▸ Stated exercise: Count the lines in the records below that contain the string "pole", treating uppercase and lowercase letters as different. State only that number.

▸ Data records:
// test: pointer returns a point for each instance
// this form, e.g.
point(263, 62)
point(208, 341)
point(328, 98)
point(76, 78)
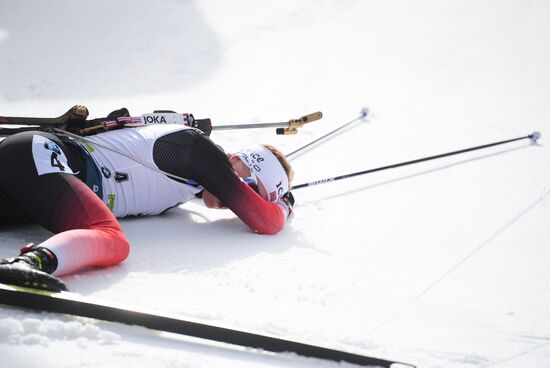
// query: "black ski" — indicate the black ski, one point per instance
point(77, 305)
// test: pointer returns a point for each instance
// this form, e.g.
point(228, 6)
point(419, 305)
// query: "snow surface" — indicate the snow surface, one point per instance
point(440, 264)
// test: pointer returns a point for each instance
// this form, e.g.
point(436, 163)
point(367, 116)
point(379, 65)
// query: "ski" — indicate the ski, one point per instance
point(77, 305)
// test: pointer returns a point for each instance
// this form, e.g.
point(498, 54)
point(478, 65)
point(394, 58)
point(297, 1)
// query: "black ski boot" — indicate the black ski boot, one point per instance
point(32, 269)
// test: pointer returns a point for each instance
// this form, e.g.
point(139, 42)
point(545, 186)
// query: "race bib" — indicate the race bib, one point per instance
point(48, 157)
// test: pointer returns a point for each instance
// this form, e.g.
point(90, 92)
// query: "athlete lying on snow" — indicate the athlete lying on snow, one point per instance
point(76, 190)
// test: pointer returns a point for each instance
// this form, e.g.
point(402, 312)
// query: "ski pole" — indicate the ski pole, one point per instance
point(533, 137)
point(364, 113)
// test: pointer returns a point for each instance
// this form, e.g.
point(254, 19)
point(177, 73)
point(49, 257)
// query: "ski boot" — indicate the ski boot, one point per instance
point(31, 269)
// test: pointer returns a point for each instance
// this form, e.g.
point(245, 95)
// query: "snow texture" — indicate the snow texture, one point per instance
point(440, 264)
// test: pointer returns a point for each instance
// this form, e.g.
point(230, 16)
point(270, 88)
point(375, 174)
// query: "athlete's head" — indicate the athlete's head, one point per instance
point(266, 167)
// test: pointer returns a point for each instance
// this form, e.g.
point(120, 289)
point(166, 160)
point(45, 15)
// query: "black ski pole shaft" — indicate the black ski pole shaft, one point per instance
point(533, 137)
point(364, 113)
point(284, 128)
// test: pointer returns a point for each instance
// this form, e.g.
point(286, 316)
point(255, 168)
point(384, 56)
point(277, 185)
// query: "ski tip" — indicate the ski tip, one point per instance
point(535, 136)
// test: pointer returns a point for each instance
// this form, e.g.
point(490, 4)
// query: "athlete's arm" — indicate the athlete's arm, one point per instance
point(192, 155)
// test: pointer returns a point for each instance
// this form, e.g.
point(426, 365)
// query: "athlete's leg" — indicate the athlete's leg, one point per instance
point(41, 184)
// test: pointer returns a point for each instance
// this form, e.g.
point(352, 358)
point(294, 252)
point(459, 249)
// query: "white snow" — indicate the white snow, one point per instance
point(440, 264)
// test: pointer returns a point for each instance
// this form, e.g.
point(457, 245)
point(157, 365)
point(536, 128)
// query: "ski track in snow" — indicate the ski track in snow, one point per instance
point(440, 264)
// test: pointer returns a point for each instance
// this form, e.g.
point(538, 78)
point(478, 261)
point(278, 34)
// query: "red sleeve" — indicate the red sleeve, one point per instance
point(260, 215)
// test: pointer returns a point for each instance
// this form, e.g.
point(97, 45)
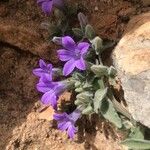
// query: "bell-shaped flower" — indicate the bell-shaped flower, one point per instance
point(73, 54)
point(66, 122)
point(47, 5)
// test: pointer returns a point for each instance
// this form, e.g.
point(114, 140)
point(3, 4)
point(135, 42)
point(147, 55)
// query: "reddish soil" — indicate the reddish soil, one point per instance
point(20, 125)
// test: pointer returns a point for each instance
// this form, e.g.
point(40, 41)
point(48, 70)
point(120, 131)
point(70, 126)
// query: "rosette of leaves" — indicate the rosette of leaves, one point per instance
point(84, 102)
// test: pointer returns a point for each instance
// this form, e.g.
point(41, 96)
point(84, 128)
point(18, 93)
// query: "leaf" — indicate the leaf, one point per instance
point(99, 96)
point(109, 113)
point(100, 70)
point(97, 44)
point(47, 114)
point(88, 110)
point(136, 144)
point(78, 32)
point(89, 32)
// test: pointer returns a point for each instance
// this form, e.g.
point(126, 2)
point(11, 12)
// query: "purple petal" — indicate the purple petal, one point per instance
point(63, 125)
point(49, 67)
point(64, 55)
point(40, 1)
point(80, 64)
point(68, 67)
point(38, 72)
point(42, 64)
point(58, 3)
point(83, 46)
point(68, 43)
point(42, 87)
point(71, 131)
point(59, 117)
point(47, 6)
point(75, 115)
point(49, 98)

▸ Response: 2